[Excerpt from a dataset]
>> BEGIN

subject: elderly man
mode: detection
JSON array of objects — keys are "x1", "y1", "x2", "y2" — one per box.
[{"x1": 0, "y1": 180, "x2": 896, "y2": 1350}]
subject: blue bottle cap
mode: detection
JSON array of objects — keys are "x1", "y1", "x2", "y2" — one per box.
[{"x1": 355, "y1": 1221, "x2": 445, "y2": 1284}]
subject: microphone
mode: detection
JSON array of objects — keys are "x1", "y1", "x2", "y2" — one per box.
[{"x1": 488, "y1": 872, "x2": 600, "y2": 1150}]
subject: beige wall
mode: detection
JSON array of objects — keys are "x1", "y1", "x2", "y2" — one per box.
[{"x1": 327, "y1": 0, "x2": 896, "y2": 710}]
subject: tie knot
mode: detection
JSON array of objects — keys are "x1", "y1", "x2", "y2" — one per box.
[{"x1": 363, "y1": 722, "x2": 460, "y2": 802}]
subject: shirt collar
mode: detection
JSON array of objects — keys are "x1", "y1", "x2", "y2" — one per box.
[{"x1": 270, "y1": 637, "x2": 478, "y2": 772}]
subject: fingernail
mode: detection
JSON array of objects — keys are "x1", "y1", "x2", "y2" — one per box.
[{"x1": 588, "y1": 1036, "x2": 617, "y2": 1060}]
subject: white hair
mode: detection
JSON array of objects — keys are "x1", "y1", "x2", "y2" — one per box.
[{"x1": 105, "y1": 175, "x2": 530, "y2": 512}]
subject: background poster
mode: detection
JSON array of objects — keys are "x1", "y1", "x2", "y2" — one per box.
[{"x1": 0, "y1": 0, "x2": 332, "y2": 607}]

>> END

### PROBLEM DETAILS
Can you turn every line of the records above into a numbered list, leaving out any blank lines?

### ANSWER
1. subject: elderly man
2. mode: detection
3. JSON array of objects — keys are "x1", "y1", "x2", "y2" — one per box.
4. [{"x1": 0, "y1": 180, "x2": 896, "y2": 1350}]
5. subject: blue bottle cap
6. mode: detection
7. JSON array of objects — keys are "x1", "y1", "x2", "y2" — one per box.
8. [{"x1": 355, "y1": 1221, "x2": 445, "y2": 1284}]
9. subject: microphone
10. mode: detection
11. JSON array of objects — keys are "x1", "y1", "x2", "y2" — one per box.
12. [{"x1": 488, "y1": 872, "x2": 600, "y2": 1150}]
13. subject: beige wall
14. mode: detection
15. JSON array of objects — keys are "x1", "y1", "x2", "y2" — one per box.
16. [{"x1": 327, "y1": 0, "x2": 896, "y2": 710}]
17. subject: tie knot
18. mode: detection
19. JSON array of objects — keys are "x1", "y1", "x2", "y2" — one per box.
20. [{"x1": 363, "y1": 722, "x2": 460, "y2": 802}]
21. subject: shirt collar
22. mode: detection
23. JSON array of objects — keys are "x1", "y1", "x2", "y2" — one per box.
24. [{"x1": 270, "y1": 637, "x2": 478, "y2": 772}]
25. subject: fingernail
26. mode: detection
27. JSON array of objects — keys are "x1", "y1", "x2", "y2" — one per box.
28. [{"x1": 588, "y1": 1036, "x2": 617, "y2": 1060}]
29. subject: white hair
30. mode: detection
31. JSON array of objects — keys are "x1", "y1", "x2", "y2" — one per box.
32. [{"x1": 105, "y1": 175, "x2": 530, "y2": 512}]
33. subject: background poster
34. mode: detection
35. JSON array of objects — keys are "x1", "y1", "x2", "y2" — one per box.
36. [{"x1": 0, "y1": 0, "x2": 332, "y2": 607}]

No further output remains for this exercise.